TEXTE ÉTUDIÉ:
*-*-*

Très attendu, le décret relatif aux conditions d'évaluation et de prise en charge par l'assurance-maladie de médicaments homéopathiques a été publié dimanche au « Journal officiel ». Prévu par la loi de financement de la Sécurité sociale 2019, ce texte fixe enfin les critères d'évaluation de ces médicaments par la commission de la transparence de la Haute Autorité de santé (HAS), étape réglementaire indispensable avant le déremboursement éventuel.
En pratique, ce décret permet à la commission de la transparence de la HAS de se saisir officiellement. De fait, elle ne pouvait se prononcer jusqu'à présent que sur les médicaments classiques bénéficiant d'une AMM pour une indication précise, ce qui n'est pas le cas des médicaments homéopathiques.
Régime dérogatoire
L'évaluation avait été demandée à la HAS en août 2018, après notamment la vive polémique soulevée par une tribune contre les « fake médecines », ciblant principalement l'homéopathie et signée par 124 praticiens.
Aujourd'hui, si la grande majorité de ces médicaments sont vendus sans ordonnance et ne sont pas remboursés, une partie d'entre eux est prise en charge sur prescription à hauteur de 30 % par l'assurance-maladie.

*-*-*

[Entrées de données enregistrées]

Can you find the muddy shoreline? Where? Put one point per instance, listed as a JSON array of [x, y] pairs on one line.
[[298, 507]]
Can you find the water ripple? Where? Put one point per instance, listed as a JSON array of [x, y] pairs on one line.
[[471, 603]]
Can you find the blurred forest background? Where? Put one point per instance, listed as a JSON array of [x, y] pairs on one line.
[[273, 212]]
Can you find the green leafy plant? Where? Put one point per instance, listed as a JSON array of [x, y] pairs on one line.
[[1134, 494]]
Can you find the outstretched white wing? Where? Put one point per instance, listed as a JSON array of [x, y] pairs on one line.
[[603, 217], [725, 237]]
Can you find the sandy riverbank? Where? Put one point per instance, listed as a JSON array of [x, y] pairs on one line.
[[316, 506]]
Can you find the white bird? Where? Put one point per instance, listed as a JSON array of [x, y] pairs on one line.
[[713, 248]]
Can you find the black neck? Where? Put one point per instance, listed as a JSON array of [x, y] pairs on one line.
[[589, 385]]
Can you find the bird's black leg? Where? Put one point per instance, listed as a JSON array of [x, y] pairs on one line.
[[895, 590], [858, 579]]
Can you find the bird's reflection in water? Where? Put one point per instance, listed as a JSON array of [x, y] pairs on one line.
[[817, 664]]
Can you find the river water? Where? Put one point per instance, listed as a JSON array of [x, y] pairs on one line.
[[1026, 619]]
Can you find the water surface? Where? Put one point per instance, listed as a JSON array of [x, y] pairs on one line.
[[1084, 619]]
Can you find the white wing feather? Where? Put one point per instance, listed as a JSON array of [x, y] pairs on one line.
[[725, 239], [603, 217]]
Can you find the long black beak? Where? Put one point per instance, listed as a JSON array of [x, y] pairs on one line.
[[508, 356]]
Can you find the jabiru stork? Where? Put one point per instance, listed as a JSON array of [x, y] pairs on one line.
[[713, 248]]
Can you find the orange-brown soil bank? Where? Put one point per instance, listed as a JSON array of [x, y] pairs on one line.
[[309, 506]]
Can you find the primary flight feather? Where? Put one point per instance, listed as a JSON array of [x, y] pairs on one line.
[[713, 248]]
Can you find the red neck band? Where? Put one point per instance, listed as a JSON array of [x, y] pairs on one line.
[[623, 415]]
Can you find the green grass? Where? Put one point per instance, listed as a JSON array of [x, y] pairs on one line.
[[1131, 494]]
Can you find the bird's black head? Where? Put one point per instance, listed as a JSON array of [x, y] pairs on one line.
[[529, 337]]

*-*-*

OBJECTIF: Poursuivez le texte sur le décret encadrant l'évaluation des médicaments homéopathiques par la HAS, à partir de sa dernière phrase.

ESPACE DE RÉPONSE:
Depuis les années 60, ces produits bénéficient d'un statut et d'un régime dérogatoire. Dans un avis rendu en juillet 2018, la HAS elle-même s'était étonnée « du maintien du taux de remboursement à 30 % des médicaments homéopathiques à nom commun compte tenu du taux de remboursement à 30 %, voire 15 % de médicaments ayant fait la preuve de leur efficacité ».
Cinq critères d'évaluation dont l'efficacité
Selon le décret, les médicaments homéopathiques pourront « faire l'objet d'une évaluation d'ensemble ou être regroupés en catégorie homogène ».
L'appréciation du bien-fondé de la prise en charge de ces médicaments devra prendre en compte cinq critères : l'efficacité des médicaments concernés, leurs effets indésirables, leur place dans la stratégie thérapeutique, notamment au regard des autres thérapies disponibles, la gravité des affections auxquelles ils sont destinés et leur intérêt pour la santé publique.
Ces critères sont très proches de ceux prévus pour déterminer le service médical rendu (SMR) des médicaments classiques : l'efficacité et les effets indésirables, la place dans la stratégie thérapeutique (notamment au regard des autres thérapies disponibles), l'existence d’alternatives thérapeutiques et l'intérêt pour la santé publique.
10 jours pour contester
Une fois l'évaluation ou la réévaluation effectuée, la commission de la transparence peut rendre « un avis global commun » à l'ensemble des médicaments homéopathiques ou, là encore, « à un ensemble d'entre eux regroupés par catégorie homogène, « le cas échéant en fonction de situations thérapeutiques ».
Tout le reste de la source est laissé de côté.